Geselecteerd fragment.
Boem.

Het vervelende van wonen op het platteland is die eeuwige rust. Bij ons thuis gebeurt nooit wat. Het is stil buiten, afgezien van het fonteintje in de vijver, af en toe wat bronstige kikkers en het luidruchtige gekwinkeleer van tientallen vogels. Nou ja, soms komt in de verte een tractor langs, maar zo gezellig als in de stad met al zijn leven en lawaai wil het niet worden.

Aan de andere kant, als het nou tóch zo nodig stil moet zijn, dan moet het ook stil zijn, vind ik. En daar schortte het de laatste weken aan. Er klonken rare ploffen. Het geluid leek op geweerschoten in de verte, maar was veel regelmatiger. Elke pak hem beet 70 seconden kwam er een doffe knal. Ver weg, maar duidelijk hoorbaar, ook al door de storende afwezigheid van ander mechanisch geluid.

Gegevensrijen.
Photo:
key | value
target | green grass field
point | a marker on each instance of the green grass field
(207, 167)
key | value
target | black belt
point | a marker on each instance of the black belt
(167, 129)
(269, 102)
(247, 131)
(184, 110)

Jouw opdracht. Geef alsjeblieft het fragment over de ploffen op het platteland volledig en ongewijzigd terug. De lijst heeft niets met het fragment te maken.

Uitvoer.
Boem.

Het vervelende van wonen op het platteland is die eeuwige rust. Bij ons thuis gebeurt nooit wat. Het is stil buiten, afgezien van het fonteintje in de vijver, af en toe wat bronstige kikkers en het luidruchtige gekwinkeleer van tientallen vogels. Nou ja, soms komt in de verte een tractor langs, maar zo gezellig als in de stad met al zijn leven en lawaai wil het niet worden.

Aan de andere kant, als het nou tóch zo nodig stil moet zijn, dan moet het ook stil zijn, vind ik. En daar schortte het de laatste weken aan. Er klonken rare ploffen. Het geluid leek op geweerschoten in de verte, maar was veel regelmatiger. Elke pak hem beet 70 seconden kwam er een doffe knal. Ver weg, maar duidelijk hoorbaar, ook al door de storende afwezigheid van ander mechanisch geluid.